Print all entries precisely as they are written.

> [Supplied records]
# # # # # # #

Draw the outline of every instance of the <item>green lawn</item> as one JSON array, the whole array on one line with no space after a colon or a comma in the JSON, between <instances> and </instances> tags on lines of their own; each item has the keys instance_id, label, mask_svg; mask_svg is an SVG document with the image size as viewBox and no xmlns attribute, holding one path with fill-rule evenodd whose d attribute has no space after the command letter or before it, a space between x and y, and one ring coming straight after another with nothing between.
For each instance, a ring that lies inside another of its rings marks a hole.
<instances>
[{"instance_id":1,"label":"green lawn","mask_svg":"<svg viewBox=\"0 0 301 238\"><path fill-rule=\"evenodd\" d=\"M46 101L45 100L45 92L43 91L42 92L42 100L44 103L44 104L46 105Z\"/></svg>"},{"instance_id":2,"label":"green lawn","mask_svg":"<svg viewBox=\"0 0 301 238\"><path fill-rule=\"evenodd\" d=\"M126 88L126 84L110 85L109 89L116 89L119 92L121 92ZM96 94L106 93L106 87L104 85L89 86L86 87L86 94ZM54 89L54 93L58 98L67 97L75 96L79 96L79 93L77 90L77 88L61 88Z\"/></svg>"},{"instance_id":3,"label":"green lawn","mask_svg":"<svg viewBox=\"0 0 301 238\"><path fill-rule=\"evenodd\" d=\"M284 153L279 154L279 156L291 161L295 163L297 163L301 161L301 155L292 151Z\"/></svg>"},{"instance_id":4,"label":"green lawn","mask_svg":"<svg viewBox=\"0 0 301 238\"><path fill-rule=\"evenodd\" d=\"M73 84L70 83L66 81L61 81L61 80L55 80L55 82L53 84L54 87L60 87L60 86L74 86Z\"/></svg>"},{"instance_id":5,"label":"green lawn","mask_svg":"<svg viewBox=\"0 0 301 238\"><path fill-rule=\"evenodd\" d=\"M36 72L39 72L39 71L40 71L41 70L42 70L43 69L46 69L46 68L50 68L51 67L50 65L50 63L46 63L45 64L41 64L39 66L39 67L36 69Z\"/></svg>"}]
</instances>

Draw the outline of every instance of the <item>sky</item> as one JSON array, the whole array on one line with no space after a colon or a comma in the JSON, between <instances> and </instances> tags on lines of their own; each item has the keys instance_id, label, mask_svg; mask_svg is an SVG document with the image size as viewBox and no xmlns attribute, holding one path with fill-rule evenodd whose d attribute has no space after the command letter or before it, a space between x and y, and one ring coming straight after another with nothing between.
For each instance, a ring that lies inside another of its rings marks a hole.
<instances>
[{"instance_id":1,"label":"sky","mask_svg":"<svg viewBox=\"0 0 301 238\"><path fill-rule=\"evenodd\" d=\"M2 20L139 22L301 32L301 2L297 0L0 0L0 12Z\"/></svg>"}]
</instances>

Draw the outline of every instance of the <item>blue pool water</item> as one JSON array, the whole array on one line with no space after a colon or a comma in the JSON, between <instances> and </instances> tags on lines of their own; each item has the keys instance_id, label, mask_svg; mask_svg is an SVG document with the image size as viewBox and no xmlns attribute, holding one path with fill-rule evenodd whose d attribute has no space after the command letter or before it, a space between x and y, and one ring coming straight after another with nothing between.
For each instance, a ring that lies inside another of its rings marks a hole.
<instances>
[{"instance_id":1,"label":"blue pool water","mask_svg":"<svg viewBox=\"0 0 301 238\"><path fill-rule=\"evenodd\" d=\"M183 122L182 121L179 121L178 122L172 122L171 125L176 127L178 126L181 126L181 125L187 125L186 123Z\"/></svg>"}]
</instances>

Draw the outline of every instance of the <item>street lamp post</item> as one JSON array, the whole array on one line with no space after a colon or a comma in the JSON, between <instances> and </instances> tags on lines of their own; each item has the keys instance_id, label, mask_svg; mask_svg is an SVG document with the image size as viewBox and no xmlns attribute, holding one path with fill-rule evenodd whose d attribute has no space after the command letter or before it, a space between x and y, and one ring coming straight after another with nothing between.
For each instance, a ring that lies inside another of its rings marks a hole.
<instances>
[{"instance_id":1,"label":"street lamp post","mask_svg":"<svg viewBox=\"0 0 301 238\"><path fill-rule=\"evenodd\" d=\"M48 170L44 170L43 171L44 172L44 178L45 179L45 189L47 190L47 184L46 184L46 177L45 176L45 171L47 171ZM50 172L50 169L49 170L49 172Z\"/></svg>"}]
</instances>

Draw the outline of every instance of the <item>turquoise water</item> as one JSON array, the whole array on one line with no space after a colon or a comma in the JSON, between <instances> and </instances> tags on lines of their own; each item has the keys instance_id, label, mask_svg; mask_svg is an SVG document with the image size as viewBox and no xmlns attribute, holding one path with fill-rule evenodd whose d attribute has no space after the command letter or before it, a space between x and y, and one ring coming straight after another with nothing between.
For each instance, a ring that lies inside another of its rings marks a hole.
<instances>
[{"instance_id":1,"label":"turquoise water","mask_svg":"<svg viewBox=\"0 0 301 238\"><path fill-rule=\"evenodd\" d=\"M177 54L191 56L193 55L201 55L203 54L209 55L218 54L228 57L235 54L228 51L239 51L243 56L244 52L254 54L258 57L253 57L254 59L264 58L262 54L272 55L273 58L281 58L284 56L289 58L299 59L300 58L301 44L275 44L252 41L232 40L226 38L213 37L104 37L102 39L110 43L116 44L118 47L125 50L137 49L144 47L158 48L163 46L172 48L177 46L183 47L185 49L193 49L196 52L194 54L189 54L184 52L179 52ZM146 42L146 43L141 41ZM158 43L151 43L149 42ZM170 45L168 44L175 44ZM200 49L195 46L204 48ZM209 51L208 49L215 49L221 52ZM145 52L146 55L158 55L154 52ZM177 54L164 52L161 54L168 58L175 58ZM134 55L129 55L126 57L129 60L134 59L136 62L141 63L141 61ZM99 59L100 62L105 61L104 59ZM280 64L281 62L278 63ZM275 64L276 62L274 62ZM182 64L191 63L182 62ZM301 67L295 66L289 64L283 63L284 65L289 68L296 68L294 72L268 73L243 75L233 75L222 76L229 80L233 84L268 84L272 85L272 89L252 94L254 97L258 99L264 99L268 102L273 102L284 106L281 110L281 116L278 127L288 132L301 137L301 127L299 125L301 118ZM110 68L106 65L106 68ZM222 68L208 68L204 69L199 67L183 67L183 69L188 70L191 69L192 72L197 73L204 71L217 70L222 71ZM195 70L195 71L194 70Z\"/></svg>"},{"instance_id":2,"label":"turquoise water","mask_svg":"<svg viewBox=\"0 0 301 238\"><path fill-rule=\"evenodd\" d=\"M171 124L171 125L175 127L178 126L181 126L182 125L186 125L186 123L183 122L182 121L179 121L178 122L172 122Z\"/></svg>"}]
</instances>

# # # # # # #

> [Exercise result]
Draw the outline of every instance of the <item>green lawn</item> as one JSON array, the whole array on one line with no space after a colon or a comma in the JSON, between <instances> and </instances> tags on lines of their own; each item has the keys instance_id, label, mask_svg; mask_svg is an SVG document with the image size as viewBox and no xmlns attribute, holding one path with fill-rule evenodd whose d attribute has no space after the command letter or before it, a space between x and y, and one ring coming straight after another with nothing between.
For each instance, a ring that lies inside another of its rings marks a hole.
<instances>
[{"instance_id":1,"label":"green lawn","mask_svg":"<svg viewBox=\"0 0 301 238\"><path fill-rule=\"evenodd\" d=\"M46 101L45 100L45 92L43 91L42 92L42 100L44 103L44 104L46 105Z\"/></svg>"},{"instance_id":2,"label":"green lawn","mask_svg":"<svg viewBox=\"0 0 301 238\"><path fill-rule=\"evenodd\" d=\"M126 88L126 84L110 85L109 89L116 89L119 92L121 92ZM96 94L106 93L106 87L104 85L89 86L86 87L86 94ZM54 89L54 93L58 98L67 97L75 96L79 96L79 93L77 90L77 88L61 88Z\"/></svg>"},{"instance_id":3,"label":"green lawn","mask_svg":"<svg viewBox=\"0 0 301 238\"><path fill-rule=\"evenodd\" d=\"M284 153L279 154L279 156L291 161L295 163L297 163L301 161L301 155L292 151Z\"/></svg>"},{"instance_id":4,"label":"green lawn","mask_svg":"<svg viewBox=\"0 0 301 238\"><path fill-rule=\"evenodd\" d=\"M73 84L70 83L66 81L61 81L61 80L55 80L55 82L53 84L54 87L60 87L60 86L74 86Z\"/></svg>"},{"instance_id":5,"label":"green lawn","mask_svg":"<svg viewBox=\"0 0 301 238\"><path fill-rule=\"evenodd\" d=\"M36 72L39 72L39 71L40 71L41 70L42 70L43 69L46 69L46 68L50 68L51 67L50 65L50 63L46 63L45 64L41 64L39 66L39 67L36 69Z\"/></svg>"}]
</instances>

Draw the outline of every instance of the <item>sky</item> as one JSON array, the whole array on one line with no space after a colon or a comma in the JSON, between <instances> and </instances> tags on lines of their own; each item has the keys instance_id, label, mask_svg; mask_svg is an SVG document with the image size as viewBox and no xmlns attribute, holding one path with fill-rule evenodd whose d attribute has no space after the command letter or before it, a space between x and y, and one ring coming straight after another with nothing between.
For each instance, a ring that lies inside another of its rings marks a hole.
<instances>
[{"instance_id":1,"label":"sky","mask_svg":"<svg viewBox=\"0 0 301 238\"><path fill-rule=\"evenodd\" d=\"M2 20L139 22L301 32L301 2L297 0L0 0L0 12Z\"/></svg>"}]
</instances>

Draw the outline of every instance of the <item>blue pool water</item> as one JSON array, the whole array on one line with no space after a colon or a comma in the JSON, between <instances> and </instances> tags on lines of their own; each item has the keys instance_id, label, mask_svg; mask_svg is an SVG document with the image size as viewBox and no xmlns attribute, holding one path with fill-rule evenodd whose d attribute has no space after the command letter or before it, a space between x and y, and one ring coming straight after another with nothing between.
For each instance, a ring that lies inside another of its rings marks a hole.
<instances>
[{"instance_id":1,"label":"blue pool water","mask_svg":"<svg viewBox=\"0 0 301 238\"><path fill-rule=\"evenodd\" d=\"M183 122L182 121L179 121L178 122L172 122L171 125L176 127L178 126L181 126L181 125L187 125L186 123Z\"/></svg>"}]
</instances>

Draw the outline of every instance of the <item>street lamp post</item> as one JSON array, the whole array on one line with no space after a colon or a comma in the JSON, between <instances> and </instances> tags on lines of their own; each item has the keys instance_id, label, mask_svg; mask_svg is an SVG document with the image size as viewBox and no xmlns attribute, holding one path with fill-rule evenodd whose d attribute has no space after the command letter or before it, a space between x and y, and one ring coming straight after another with nothing between.
For each instance, a ring that lies inside another of its rings marks a hole.
<instances>
[{"instance_id":1,"label":"street lamp post","mask_svg":"<svg viewBox=\"0 0 301 238\"><path fill-rule=\"evenodd\" d=\"M48 170L44 170L43 171L44 172L44 178L45 179L45 189L47 190L47 184L46 184L46 177L45 176L45 171L47 171ZM50 172L50 169L49 170L49 172Z\"/></svg>"}]
</instances>

Draw the outline of every instance of the <item>turquoise water</item> as one JSON array, the whole array on one line with no space after a colon or a comma in the JSON, between <instances> and </instances> tags on lines of their own; each item has the keys instance_id, label, mask_svg; mask_svg is an SVG document with the image size as viewBox and no xmlns attribute, holding one path with fill-rule evenodd whose d attribute has no space after the command letter or before it, a space between x and y, and one ring coming straight after another with nothing between.
For each instance, a ring that lies inside another of its rings marks a hole.
<instances>
[{"instance_id":1,"label":"turquoise water","mask_svg":"<svg viewBox=\"0 0 301 238\"><path fill-rule=\"evenodd\" d=\"M177 54L191 56L193 55L201 55L203 54L209 55L218 54L228 57L235 54L228 51L239 51L243 56L244 52L254 54L258 57L253 57L254 59L264 58L262 54L272 55L273 58L281 58L284 56L289 58L299 59L300 58L301 44L275 44L252 41L232 40L226 38L213 37L104 37L102 39L110 43L116 44L118 47L125 50L137 49L144 47L158 48L163 46L172 48L177 46L183 47L185 49L193 49L196 52L194 54L189 54L184 52L179 52ZM146 42L146 43L141 41ZM158 43L151 43L149 42ZM170 45L168 44L175 44ZM200 49L195 46L204 48ZM209 51L208 49L215 49L221 52ZM145 52L146 55L158 55L154 52ZM177 54L164 52L161 54L168 58L175 58ZM134 55L129 55L126 57L129 60L134 59L136 62L141 63L141 61ZM99 59L100 62L105 61L104 59ZM280 64L281 62L278 63ZM275 64L276 62L274 62ZM182 64L191 63L182 62ZM301 67L295 66L289 64L283 63L284 65L289 68L296 68L294 72L268 73L243 75L233 75L222 76L229 80L233 84L268 84L272 85L272 89L252 94L254 97L258 99L264 99L268 102L273 102L284 106L281 110L281 116L278 127L288 132L301 137L301 127L299 125L301 118ZM110 68L106 65L106 68ZM222 68L208 68L204 69L199 67L183 67L183 69L188 70L191 69L192 72L197 73L204 71L217 70L222 71ZM195 70L195 71L194 70Z\"/></svg>"},{"instance_id":2,"label":"turquoise water","mask_svg":"<svg viewBox=\"0 0 301 238\"><path fill-rule=\"evenodd\" d=\"M171 124L171 125L175 127L178 126L181 126L182 125L186 125L186 123L183 122L182 121L179 121L178 122L172 122Z\"/></svg>"}]
</instances>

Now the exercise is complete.